Records from a data source:
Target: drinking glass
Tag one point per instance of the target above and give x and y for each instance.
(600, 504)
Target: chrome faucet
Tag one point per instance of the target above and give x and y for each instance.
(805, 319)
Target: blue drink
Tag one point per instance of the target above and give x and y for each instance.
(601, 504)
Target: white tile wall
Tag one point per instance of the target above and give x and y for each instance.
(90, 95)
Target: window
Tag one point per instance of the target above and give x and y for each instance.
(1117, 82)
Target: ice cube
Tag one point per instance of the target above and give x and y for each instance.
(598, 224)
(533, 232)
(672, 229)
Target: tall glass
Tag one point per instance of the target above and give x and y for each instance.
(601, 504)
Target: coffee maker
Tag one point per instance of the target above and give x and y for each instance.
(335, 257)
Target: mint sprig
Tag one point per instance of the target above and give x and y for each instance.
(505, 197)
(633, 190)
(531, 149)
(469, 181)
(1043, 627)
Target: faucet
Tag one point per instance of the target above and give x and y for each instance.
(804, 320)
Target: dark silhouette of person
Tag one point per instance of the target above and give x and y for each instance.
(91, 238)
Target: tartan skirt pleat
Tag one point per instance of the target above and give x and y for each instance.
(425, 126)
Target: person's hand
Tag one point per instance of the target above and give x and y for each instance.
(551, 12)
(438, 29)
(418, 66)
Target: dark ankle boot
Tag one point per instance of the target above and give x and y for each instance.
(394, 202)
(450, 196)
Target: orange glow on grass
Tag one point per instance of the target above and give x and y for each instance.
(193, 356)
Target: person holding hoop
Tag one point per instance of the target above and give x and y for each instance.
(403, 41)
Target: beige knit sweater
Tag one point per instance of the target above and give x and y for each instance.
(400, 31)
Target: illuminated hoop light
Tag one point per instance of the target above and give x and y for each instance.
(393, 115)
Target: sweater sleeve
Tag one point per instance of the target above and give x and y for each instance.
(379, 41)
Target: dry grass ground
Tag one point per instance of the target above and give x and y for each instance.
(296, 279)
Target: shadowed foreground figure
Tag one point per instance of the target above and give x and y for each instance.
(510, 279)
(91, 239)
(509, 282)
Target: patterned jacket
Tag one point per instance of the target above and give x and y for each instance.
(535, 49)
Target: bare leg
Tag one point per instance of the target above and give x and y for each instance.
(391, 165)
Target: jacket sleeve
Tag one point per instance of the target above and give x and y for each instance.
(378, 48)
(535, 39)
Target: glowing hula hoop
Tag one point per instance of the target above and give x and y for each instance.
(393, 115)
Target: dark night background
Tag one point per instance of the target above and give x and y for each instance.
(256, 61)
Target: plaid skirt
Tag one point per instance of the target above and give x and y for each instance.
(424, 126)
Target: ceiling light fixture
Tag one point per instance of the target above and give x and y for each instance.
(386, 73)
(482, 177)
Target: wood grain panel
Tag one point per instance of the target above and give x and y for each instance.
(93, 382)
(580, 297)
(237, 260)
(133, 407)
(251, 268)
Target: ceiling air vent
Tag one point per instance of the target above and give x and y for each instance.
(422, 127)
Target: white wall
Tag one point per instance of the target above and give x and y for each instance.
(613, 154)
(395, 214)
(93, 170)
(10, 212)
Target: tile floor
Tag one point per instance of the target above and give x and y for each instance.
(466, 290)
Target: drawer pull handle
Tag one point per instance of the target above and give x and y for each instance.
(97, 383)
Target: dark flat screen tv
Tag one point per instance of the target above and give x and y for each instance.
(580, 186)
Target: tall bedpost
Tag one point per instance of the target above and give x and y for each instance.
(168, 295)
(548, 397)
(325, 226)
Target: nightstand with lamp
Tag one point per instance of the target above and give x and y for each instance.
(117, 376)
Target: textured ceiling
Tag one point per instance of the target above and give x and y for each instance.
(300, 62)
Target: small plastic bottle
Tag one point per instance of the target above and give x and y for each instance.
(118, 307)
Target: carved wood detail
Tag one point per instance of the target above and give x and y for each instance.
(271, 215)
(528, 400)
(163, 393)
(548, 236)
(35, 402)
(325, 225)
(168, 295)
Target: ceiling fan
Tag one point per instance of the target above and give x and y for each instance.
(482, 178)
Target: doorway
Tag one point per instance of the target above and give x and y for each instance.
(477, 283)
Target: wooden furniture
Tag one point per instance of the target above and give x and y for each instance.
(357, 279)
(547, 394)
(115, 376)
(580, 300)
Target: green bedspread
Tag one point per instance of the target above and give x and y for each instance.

TASK ITEM: Scan the lines above for the word "skirt" and copy every one where it occurs.

SOLUTION FOR THIS EXERCISE:
Target: tartan skirt pleat
Target: plaid skirt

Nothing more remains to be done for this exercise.